=== Prompt ===
Copy out the rows below word for word, from the very first row down through the row that contains "<point>108,64</point>", including both ends.

=== Source data ===
:::::

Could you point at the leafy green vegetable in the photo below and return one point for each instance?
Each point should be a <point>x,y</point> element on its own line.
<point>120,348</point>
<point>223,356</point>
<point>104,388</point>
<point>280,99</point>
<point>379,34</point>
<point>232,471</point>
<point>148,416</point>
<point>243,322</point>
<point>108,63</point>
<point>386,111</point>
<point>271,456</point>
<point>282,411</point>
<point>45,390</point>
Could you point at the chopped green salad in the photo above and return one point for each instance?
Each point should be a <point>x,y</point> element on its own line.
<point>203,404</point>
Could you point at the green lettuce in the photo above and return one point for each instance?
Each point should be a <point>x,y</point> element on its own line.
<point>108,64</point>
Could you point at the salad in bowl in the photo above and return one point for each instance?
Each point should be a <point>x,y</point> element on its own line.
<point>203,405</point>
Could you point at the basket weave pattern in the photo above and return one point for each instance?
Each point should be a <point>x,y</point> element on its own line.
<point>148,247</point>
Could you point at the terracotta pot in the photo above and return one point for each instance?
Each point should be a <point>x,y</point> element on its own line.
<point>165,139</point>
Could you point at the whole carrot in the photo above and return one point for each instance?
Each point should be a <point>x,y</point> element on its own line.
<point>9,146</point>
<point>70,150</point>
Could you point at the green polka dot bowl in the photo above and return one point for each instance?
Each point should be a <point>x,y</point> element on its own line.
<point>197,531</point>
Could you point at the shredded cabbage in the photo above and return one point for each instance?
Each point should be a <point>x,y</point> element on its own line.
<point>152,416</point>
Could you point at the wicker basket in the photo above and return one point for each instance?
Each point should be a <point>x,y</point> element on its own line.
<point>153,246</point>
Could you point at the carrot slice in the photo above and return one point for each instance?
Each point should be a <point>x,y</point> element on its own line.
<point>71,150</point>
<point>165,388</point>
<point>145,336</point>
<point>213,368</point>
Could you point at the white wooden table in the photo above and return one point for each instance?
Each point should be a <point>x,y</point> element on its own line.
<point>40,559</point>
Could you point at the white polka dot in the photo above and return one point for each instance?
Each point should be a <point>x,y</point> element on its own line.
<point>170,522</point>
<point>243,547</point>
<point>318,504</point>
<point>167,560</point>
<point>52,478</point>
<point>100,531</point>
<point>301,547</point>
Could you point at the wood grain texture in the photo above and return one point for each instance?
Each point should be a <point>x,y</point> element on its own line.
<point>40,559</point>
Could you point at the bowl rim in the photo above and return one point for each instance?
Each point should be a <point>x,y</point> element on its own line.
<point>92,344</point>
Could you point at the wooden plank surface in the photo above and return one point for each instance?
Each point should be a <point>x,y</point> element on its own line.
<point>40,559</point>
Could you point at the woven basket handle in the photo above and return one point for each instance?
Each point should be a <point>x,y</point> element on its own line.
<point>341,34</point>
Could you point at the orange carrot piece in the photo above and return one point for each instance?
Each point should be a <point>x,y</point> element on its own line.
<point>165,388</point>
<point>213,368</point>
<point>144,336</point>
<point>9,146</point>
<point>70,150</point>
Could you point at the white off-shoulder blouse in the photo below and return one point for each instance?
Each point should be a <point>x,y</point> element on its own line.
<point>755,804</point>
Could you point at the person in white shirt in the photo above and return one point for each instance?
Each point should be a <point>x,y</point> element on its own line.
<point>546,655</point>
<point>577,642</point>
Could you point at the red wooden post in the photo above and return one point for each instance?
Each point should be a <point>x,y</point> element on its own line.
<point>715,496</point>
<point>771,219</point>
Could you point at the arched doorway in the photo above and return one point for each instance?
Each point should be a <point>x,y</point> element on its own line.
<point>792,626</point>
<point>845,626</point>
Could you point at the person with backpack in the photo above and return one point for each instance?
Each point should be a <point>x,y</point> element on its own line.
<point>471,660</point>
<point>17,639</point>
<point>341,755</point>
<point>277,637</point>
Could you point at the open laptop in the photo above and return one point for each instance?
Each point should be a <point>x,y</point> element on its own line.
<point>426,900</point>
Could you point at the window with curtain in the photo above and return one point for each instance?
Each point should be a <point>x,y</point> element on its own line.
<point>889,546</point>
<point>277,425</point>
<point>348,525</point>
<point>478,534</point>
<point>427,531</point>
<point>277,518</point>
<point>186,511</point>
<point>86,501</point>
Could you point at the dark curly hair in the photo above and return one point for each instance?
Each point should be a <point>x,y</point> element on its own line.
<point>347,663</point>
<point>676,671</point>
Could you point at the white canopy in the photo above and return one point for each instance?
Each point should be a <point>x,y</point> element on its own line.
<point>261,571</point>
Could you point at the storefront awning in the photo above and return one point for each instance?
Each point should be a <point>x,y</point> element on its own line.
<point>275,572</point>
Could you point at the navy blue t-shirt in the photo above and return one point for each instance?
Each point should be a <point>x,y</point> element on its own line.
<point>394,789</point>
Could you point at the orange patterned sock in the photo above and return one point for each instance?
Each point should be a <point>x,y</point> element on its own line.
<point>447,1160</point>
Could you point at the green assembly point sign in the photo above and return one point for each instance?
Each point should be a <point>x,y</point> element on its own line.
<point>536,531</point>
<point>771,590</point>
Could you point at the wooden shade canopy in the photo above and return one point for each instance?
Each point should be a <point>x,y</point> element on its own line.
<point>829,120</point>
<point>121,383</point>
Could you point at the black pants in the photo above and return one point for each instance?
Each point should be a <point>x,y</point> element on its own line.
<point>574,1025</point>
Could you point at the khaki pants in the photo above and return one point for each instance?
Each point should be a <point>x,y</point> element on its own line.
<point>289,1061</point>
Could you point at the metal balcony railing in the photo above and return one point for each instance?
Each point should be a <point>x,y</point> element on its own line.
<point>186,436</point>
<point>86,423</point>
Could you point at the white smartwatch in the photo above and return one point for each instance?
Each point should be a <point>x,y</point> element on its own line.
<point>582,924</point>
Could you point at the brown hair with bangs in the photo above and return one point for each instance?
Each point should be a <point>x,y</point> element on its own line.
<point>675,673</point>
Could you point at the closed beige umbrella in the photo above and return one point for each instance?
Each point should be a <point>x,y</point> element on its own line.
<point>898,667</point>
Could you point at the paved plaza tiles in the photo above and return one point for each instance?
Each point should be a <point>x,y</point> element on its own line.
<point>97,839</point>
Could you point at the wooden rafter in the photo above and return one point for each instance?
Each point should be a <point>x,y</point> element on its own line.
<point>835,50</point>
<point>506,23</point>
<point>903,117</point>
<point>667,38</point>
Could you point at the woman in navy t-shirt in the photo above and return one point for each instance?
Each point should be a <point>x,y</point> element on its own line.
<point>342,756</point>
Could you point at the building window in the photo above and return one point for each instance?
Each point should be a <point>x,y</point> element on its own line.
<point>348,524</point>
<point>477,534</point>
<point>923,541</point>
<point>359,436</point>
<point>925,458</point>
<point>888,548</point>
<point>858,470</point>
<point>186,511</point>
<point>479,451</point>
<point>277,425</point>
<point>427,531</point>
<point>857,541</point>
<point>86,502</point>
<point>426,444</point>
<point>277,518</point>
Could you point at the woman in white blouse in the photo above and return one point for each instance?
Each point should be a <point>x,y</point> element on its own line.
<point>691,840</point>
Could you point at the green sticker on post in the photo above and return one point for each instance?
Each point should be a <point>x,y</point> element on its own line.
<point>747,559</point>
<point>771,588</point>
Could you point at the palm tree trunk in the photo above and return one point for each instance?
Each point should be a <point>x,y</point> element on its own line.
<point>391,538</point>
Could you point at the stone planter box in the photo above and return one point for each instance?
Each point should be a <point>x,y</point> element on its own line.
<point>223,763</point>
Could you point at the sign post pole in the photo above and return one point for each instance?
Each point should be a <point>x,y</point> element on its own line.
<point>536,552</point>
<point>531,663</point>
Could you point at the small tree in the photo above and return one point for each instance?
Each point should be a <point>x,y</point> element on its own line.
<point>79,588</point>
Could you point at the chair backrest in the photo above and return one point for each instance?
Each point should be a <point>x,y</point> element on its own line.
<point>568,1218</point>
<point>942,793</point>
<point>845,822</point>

:::::

=== Solution to the problem ===
Could you point at the leafy green vegetable in the photo below and return one point for each instance?
Each point should be a <point>x,y</point> element on its own line.
<point>120,348</point>
<point>223,356</point>
<point>104,388</point>
<point>280,99</point>
<point>379,34</point>
<point>232,471</point>
<point>148,416</point>
<point>243,322</point>
<point>108,63</point>
<point>386,111</point>
<point>271,456</point>
<point>282,411</point>
<point>45,390</point>
Could you point at the chopped green salad in the photo above and return one point for each instance?
Each point should be a <point>x,y</point> element on its own line.
<point>203,404</point>
Could you point at the green lettuce in the photo above and return one point for each instance?
Each point should be a <point>x,y</point> element on its own line.
<point>108,64</point>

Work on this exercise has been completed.